EXERCISE DESCRIPTION — Using the guitarist biography below, mark each statement yes or no and quote the exact words of the text that decide it: (a) Gündüz's first album was released in 1989; (b) Gündüz died at his home in Marmaris; (c) the band Zacharia played cover songs.

Asım Can Gündüz (August 15, 1955 – June 24, 2016) was a Turkish rock and blues guitarist. He was also known as Awesome John, especially outside Turkey, partly because his name is pronounced very much like Awesome (Asım) John (Can).

==Career==

Gündüz lived in New York City until the early 1980s as John Gundez. There, he formed "Zacharia", a three-piece rock band playing his original material consisted of guitarist Harry Zaverdas who played bass, and various drummers during its existence.

John Gundez auditioned and was selected along with Harry Zaverdas to portray/perform as Jimi Hendrix, on drums was Robert Gottfried http://robthedrummer.com/. They sold out four nights in New York City at The Bottom Line night club "Jimi and Janis Together Again" show which toured as far as Chicago's largest indoor amusement park.

His career in the United States was cut short after family obligations forced him to return to Turkey at the height of his United States career. In Turkey, he formed rock bands including Ambulans, Delikanlı, Affetmez, Çapkınlar, Hard Rakı. He finished the sessions for his first album Anasının Gözü Cin Gibi in 1989, released three years later in 1992. Gündüz released his second album Bir Sevgi Eseri / "A Work Of Love" which consisted of Turkish language versions of blues singles in 1998.

After 2000, Gündüz resumed touring and performing outside of Turkey.

==Death==
Gündüz died of a heart attack on June 24, 2016 at his home in İçmeler, Marmaris.

[Dataset entries]
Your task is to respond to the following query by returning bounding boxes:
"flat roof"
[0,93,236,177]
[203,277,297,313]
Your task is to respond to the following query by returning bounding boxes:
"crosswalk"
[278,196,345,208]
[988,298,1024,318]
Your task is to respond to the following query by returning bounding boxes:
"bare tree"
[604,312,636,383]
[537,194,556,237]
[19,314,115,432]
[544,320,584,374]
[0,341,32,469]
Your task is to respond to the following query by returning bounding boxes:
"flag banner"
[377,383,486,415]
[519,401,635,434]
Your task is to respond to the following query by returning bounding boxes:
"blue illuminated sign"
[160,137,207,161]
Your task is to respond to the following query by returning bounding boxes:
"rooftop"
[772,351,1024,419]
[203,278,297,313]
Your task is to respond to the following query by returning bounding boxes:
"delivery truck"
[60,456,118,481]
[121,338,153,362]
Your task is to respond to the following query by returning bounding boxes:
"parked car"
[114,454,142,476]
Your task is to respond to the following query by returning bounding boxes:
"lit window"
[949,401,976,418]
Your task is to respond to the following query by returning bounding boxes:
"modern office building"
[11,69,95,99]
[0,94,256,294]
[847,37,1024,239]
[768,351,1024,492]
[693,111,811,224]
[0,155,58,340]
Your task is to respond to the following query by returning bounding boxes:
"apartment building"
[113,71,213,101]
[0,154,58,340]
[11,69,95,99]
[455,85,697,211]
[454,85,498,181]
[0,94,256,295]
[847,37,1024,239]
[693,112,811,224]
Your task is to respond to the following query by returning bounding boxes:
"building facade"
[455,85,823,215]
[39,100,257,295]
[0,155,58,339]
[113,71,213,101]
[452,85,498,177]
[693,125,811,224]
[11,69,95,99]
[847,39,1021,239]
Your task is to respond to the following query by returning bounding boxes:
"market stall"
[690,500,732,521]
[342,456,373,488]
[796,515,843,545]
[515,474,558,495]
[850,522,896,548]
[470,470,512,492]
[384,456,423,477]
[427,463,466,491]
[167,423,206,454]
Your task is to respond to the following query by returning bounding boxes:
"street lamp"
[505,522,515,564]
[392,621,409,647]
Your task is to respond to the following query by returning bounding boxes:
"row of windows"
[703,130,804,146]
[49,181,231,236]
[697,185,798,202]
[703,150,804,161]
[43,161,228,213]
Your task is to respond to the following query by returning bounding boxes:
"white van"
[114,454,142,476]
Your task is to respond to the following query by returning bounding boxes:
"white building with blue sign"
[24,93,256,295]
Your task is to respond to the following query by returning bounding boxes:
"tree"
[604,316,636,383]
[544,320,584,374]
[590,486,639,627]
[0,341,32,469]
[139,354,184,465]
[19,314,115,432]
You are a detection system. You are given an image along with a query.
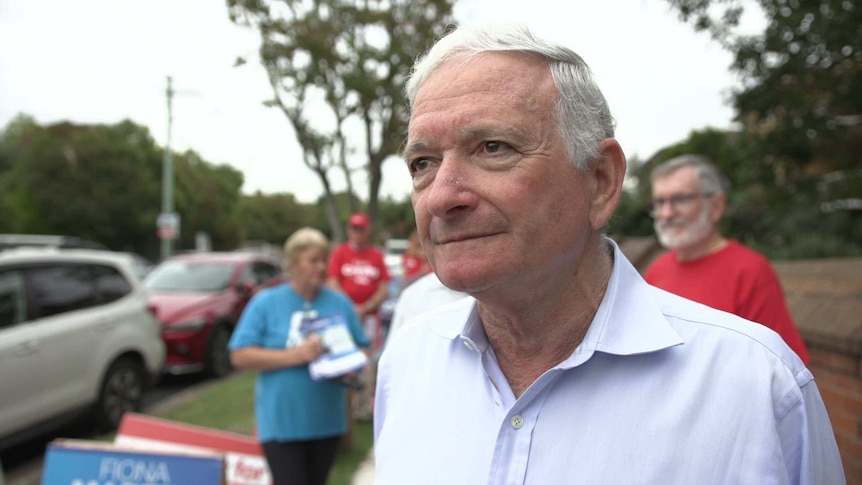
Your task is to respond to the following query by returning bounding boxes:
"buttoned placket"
[464,339,563,485]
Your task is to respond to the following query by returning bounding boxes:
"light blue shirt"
[228,283,368,442]
[374,240,845,485]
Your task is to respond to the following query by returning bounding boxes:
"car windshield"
[144,261,234,292]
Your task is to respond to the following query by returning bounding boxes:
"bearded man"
[644,155,809,363]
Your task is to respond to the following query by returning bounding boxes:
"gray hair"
[405,25,614,170]
[281,227,329,271]
[650,154,730,194]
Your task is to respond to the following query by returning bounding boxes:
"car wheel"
[206,325,233,378]
[95,359,146,433]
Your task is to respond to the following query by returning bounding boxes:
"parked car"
[0,247,165,449]
[0,234,108,251]
[144,252,284,377]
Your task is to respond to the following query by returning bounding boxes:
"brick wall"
[773,258,862,484]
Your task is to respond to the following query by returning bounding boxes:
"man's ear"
[709,192,727,224]
[589,138,626,229]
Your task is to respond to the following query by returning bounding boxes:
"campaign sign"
[42,440,224,485]
[115,413,272,485]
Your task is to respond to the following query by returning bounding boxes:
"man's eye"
[407,158,431,173]
[483,141,503,153]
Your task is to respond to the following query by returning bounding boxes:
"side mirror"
[237,280,254,295]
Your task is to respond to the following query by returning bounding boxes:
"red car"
[144,252,285,377]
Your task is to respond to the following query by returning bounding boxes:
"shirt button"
[509,414,524,429]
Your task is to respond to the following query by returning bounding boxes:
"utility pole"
[156,76,179,259]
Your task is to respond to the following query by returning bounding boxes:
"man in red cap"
[327,212,390,420]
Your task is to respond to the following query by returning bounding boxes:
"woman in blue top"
[228,228,368,485]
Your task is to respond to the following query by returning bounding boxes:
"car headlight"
[165,316,207,331]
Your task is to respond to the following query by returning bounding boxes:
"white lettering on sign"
[99,458,171,483]
[225,453,272,485]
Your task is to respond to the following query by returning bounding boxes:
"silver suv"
[0,248,165,449]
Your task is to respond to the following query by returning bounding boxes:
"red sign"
[114,413,272,485]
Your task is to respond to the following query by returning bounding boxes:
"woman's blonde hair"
[281,227,329,271]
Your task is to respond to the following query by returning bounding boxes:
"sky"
[0,0,758,202]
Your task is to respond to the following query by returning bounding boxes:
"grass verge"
[151,372,373,485]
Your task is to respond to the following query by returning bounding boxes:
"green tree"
[239,192,325,246]
[227,0,454,241]
[174,151,244,250]
[668,0,862,257]
[0,116,255,258]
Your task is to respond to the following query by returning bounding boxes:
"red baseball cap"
[347,212,371,228]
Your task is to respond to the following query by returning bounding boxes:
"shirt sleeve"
[735,261,810,364]
[777,369,847,485]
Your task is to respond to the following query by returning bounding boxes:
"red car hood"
[149,292,229,323]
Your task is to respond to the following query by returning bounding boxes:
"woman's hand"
[294,333,326,362]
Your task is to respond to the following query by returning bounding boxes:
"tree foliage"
[0,116,250,257]
[654,0,862,257]
[227,0,454,240]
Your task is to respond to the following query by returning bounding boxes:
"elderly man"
[374,26,844,485]
[644,155,809,363]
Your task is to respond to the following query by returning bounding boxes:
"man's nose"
[426,156,476,217]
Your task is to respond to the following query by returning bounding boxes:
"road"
[0,375,211,485]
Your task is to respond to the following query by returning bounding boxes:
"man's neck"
[478,239,613,397]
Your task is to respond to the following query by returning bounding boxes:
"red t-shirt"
[328,242,389,305]
[644,240,809,364]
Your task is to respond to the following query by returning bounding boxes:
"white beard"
[653,201,713,250]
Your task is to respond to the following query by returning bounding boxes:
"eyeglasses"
[649,192,715,217]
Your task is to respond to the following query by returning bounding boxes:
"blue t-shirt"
[228,284,368,442]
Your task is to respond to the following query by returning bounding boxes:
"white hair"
[405,24,614,170]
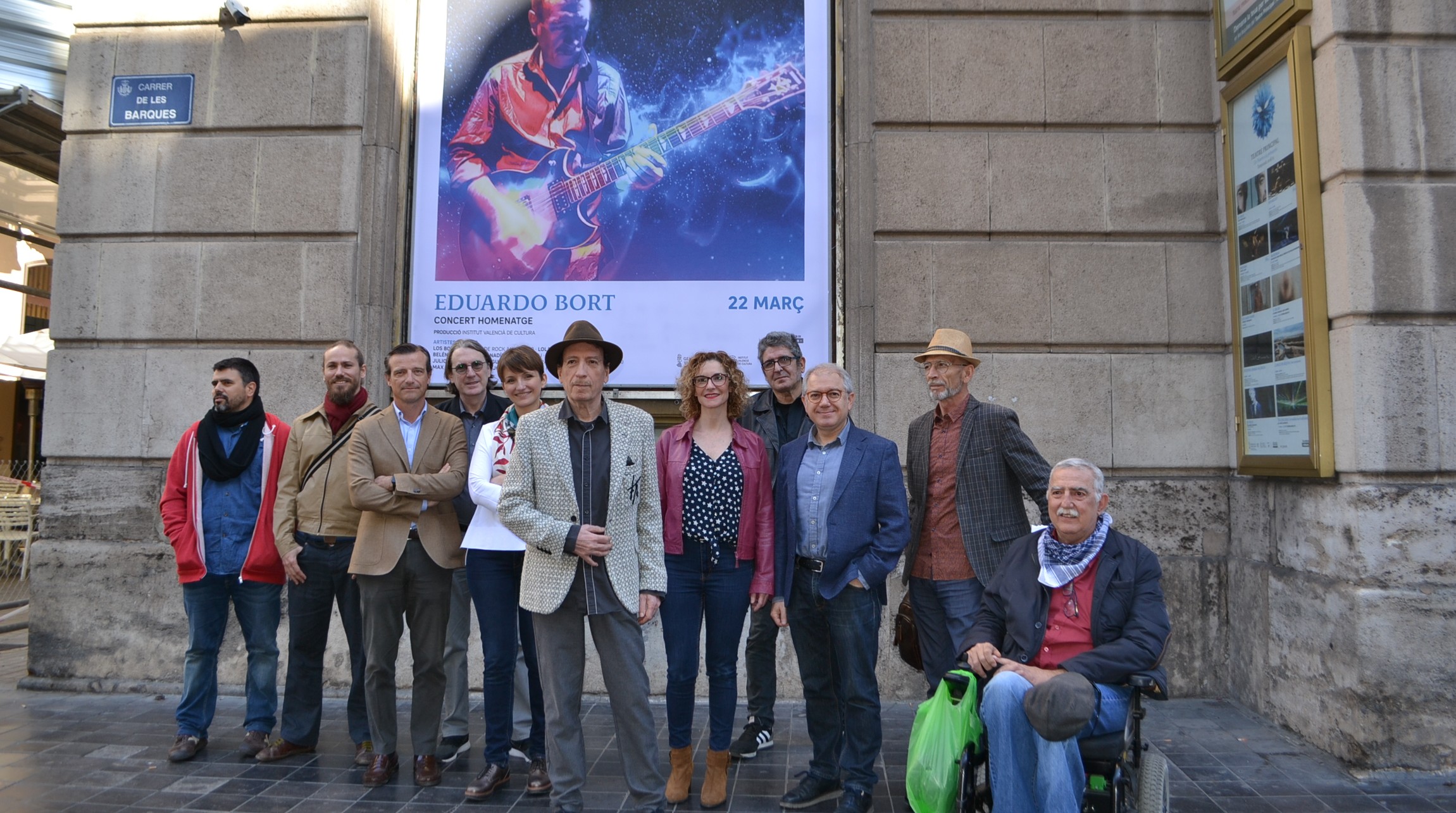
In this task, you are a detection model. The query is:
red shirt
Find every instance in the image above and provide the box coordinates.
[1031,554,1102,669]
[910,396,976,581]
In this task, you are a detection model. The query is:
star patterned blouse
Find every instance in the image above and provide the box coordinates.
[683,442,743,564]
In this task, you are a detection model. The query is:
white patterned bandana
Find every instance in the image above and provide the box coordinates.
[1036,511,1112,588]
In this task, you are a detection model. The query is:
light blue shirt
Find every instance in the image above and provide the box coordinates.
[797,423,855,559]
[390,404,430,516]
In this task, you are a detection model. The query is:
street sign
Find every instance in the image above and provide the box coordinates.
[111,73,192,127]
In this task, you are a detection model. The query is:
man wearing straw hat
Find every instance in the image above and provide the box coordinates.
[499,321,667,813]
[903,328,1051,692]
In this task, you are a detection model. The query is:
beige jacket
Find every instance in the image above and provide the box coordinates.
[501,400,667,614]
[274,400,376,555]
[346,405,470,576]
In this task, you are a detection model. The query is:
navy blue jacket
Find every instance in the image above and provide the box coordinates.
[959,530,1172,695]
[773,427,910,605]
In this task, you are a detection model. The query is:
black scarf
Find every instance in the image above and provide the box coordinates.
[197,396,265,482]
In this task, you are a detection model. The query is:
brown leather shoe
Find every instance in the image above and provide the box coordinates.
[415,754,440,788]
[237,731,268,756]
[526,759,551,795]
[253,737,313,762]
[364,754,399,788]
[464,765,511,798]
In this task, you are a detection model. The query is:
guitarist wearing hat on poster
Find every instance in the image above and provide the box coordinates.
[449,0,667,280]
[447,0,805,281]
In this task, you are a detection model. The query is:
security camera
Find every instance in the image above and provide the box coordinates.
[223,0,253,25]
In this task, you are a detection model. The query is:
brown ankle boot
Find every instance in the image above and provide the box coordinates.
[697,750,728,807]
[667,746,693,804]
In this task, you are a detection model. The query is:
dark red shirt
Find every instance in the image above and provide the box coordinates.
[1031,554,1102,669]
[910,398,976,581]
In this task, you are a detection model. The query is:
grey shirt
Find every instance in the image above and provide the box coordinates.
[795,423,855,559]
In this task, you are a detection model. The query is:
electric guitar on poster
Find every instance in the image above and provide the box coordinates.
[460,63,805,280]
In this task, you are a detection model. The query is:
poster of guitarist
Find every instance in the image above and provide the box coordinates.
[435,0,805,283]
[450,0,667,281]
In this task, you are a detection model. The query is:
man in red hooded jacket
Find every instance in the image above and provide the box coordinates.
[161,359,289,762]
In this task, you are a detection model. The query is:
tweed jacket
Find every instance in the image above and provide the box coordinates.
[901,395,1051,584]
[349,405,470,576]
[501,400,667,614]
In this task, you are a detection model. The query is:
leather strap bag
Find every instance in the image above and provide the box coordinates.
[894,595,924,672]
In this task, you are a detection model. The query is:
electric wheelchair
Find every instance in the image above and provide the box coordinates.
[943,664,1167,813]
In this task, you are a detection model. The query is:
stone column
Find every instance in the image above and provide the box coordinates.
[29,0,415,686]
[847,0,1232,695]
[1229,0,1456,769]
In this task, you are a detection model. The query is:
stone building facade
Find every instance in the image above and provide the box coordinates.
[28,0,1456,769]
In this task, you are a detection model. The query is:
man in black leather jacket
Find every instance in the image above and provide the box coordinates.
[961,457,1171,813]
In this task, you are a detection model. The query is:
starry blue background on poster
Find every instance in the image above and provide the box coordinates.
[440,0,827,280]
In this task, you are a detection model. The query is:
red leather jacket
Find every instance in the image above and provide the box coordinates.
[657,421,773,595]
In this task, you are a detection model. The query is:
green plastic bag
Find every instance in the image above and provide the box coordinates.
[905,670,981,813]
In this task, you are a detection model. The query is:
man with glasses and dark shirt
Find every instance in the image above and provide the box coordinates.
[728,331,814,759]
[435,340,511,765]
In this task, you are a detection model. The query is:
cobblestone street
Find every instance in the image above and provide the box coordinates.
[0,632,1456,813]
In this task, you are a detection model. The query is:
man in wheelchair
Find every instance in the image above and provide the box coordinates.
[961,457,1171,813]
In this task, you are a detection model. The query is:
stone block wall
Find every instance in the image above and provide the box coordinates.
[1228,0,1456,769]
[29,0,415,688]
[845,0,1232,695]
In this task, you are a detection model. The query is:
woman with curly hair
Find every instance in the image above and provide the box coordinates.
[657,351,773,807]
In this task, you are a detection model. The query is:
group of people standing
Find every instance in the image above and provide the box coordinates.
[151,322,1166,813]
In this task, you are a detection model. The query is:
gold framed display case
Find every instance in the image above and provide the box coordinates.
[1213,0,1314,82]
[1222,26,1335,476]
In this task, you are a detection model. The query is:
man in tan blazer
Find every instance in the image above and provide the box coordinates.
[495,322,667,813]
[349,344,469,787]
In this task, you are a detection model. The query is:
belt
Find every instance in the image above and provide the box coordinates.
[293,530,354,548]
[793,555,824,573]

RESPONSE BOX —
(a) No: "He finished the sessions for his first album Anasının Gözü Cin Gibi in 1989, released three years later in 1992."
(b) Yes: "Gündüz died of a heart attack on June 24, 2016 at his home in İçmeler, Marmaris."
(c) No: "a three-piece rock band playing his original material"